• AIM: Begin with the line that contains "Q: Find one point on every instance of the red spain" and transcribe each line after it, up to and including the last line of the listing below.

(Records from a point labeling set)
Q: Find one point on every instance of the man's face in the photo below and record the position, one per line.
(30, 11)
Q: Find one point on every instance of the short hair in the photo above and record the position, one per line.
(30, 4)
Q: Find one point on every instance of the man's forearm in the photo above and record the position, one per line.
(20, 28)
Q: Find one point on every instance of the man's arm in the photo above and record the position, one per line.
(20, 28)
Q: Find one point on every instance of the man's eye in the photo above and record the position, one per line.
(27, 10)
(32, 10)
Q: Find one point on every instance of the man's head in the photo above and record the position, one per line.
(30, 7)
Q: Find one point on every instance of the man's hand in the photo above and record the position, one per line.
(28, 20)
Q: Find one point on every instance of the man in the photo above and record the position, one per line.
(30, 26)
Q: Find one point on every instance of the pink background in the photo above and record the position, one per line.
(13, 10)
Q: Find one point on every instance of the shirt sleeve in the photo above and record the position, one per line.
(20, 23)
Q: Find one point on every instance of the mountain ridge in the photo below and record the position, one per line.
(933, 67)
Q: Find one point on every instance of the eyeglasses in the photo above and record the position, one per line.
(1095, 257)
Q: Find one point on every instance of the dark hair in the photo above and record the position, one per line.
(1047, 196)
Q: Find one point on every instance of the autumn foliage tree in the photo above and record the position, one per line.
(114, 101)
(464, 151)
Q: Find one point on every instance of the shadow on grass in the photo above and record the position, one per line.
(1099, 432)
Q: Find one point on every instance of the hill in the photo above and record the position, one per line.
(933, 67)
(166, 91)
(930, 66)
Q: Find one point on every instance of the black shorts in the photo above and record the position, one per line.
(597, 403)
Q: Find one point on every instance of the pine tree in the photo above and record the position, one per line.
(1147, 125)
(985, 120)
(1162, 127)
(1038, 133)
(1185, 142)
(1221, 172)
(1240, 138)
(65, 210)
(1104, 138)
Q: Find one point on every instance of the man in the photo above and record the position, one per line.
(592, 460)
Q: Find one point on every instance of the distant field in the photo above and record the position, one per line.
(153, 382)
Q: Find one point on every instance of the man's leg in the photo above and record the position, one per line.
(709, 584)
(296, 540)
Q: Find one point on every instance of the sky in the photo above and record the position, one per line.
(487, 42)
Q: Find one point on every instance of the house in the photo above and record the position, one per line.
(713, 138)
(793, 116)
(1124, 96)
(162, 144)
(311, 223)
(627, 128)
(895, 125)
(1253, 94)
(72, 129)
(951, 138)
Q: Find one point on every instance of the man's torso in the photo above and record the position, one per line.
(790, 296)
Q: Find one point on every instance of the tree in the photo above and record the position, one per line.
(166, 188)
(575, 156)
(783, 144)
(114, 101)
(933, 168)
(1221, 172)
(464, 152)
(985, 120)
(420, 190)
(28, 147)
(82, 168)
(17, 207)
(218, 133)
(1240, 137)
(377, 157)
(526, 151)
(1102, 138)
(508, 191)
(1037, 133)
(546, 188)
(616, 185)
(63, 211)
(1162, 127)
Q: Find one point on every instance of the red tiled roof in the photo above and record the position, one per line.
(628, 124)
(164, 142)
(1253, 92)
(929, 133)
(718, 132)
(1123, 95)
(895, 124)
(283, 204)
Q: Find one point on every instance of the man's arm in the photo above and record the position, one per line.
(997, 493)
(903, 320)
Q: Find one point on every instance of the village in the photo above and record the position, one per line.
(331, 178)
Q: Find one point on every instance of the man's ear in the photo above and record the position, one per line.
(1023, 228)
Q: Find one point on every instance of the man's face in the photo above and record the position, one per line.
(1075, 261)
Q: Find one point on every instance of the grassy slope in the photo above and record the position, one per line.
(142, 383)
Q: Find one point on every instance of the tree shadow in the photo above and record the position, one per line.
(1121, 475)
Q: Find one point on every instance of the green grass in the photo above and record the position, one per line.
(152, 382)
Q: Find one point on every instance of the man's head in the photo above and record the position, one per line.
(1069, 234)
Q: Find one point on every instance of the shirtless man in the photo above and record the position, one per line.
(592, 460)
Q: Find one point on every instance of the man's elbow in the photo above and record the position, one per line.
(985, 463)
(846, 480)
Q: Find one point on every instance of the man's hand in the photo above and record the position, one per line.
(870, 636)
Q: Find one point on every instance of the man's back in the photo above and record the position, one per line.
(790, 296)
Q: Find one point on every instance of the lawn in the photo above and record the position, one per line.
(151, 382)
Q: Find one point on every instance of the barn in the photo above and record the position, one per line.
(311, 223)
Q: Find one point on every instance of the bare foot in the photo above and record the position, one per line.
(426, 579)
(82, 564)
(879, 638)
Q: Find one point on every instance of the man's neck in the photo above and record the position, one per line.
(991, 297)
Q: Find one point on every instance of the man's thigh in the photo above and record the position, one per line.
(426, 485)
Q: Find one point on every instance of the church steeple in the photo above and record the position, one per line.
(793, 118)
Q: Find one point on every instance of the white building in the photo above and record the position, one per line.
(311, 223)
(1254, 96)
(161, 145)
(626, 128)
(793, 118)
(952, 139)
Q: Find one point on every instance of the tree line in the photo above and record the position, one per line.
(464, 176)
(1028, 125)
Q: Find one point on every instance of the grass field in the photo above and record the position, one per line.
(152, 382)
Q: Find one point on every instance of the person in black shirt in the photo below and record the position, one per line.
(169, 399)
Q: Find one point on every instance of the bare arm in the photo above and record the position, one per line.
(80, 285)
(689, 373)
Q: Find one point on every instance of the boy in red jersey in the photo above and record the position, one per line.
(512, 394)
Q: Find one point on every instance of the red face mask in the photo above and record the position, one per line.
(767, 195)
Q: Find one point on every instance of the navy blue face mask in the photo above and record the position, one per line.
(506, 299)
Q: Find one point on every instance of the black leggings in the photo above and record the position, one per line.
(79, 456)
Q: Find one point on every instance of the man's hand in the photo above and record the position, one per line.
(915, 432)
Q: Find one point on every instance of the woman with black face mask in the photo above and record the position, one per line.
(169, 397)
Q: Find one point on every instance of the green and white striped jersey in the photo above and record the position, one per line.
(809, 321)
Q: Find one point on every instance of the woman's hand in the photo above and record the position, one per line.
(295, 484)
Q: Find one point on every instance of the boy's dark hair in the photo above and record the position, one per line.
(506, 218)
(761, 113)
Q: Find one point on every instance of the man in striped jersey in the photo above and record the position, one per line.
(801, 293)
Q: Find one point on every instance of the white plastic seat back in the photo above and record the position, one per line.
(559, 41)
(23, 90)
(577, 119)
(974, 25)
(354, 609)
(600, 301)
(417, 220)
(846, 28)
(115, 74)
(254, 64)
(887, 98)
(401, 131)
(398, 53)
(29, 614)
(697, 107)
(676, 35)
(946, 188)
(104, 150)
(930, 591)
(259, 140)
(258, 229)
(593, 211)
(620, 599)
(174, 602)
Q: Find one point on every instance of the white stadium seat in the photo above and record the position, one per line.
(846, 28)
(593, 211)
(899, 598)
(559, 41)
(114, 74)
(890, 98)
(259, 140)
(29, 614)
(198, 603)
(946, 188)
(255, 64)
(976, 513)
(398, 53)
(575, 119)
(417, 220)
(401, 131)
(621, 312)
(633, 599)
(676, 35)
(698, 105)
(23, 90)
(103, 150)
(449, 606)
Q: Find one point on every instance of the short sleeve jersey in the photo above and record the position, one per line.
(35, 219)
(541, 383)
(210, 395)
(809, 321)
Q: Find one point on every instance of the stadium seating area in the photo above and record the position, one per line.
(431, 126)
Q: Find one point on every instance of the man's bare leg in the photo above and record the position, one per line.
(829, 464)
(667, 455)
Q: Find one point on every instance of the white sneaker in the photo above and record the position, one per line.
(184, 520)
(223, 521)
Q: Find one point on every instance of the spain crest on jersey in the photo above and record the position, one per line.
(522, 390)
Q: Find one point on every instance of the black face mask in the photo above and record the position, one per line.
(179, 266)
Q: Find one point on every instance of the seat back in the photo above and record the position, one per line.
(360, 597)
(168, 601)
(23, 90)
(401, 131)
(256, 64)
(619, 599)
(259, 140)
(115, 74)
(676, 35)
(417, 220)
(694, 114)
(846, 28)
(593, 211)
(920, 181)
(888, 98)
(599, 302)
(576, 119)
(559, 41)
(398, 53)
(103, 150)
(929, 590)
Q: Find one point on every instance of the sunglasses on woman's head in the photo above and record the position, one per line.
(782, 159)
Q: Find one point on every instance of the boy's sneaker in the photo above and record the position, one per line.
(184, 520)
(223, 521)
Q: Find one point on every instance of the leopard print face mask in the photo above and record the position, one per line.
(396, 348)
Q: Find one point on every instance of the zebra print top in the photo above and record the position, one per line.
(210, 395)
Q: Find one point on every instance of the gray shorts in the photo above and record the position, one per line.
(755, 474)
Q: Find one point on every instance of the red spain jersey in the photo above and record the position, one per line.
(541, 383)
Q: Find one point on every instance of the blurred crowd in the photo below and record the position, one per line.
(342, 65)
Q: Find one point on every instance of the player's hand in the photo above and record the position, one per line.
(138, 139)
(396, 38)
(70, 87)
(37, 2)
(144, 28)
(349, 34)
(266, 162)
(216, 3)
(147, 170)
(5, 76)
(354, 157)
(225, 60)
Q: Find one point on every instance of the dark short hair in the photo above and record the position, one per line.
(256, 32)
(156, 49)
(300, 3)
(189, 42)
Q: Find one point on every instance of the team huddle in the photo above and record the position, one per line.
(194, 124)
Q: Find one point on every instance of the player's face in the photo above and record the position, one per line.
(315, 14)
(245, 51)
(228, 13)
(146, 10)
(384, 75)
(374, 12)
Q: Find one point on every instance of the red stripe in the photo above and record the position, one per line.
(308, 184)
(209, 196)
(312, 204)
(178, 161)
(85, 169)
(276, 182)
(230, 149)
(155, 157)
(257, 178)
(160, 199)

• TASK RESULT:
Q: Find one point on every instance of the red spain jersey in the photo above and record the position, one per line.
(541, 383)
Q: Find one point on every instance of the blurred crowd in the photo below and record the position, one per line.
(342, 65)
Q: Find one point on every instance of the player's hand in the photo above and record the position, one per line.
(138, 139)
(396, 38)
(70, 87)
(37, 2)
(144, 28)
(349, 34)
(266, 162)
(216, 3)
(147, 170)
(5, 76)
(354, 157)
(225, 60)
Q: Find one point on every instance of the dark short hair in the photo above and record the position, one per line.
(256, 32)
(156, 49)
(300, 3)
(189, 42)
Q: Find one point on every instance of the team huddle in the photo above and record the position, one per line.
(194, 124)
Q: Find one point on every instance of the player's face in the photo above and record the position, one per line.
(315, 14)
(245, 51)
(228, 13)
(146, 10)
(384, 75)
(374, 12)
Q: Find one point on every instance of the red stripe in the photo above and record the position, one per line.
(308, 184)
(209, 196)
(312, 204)
(178, 161)
(85, 169)
(276, 182)
(230, 149)
(155, 157)
(257, 178)
(160, 199)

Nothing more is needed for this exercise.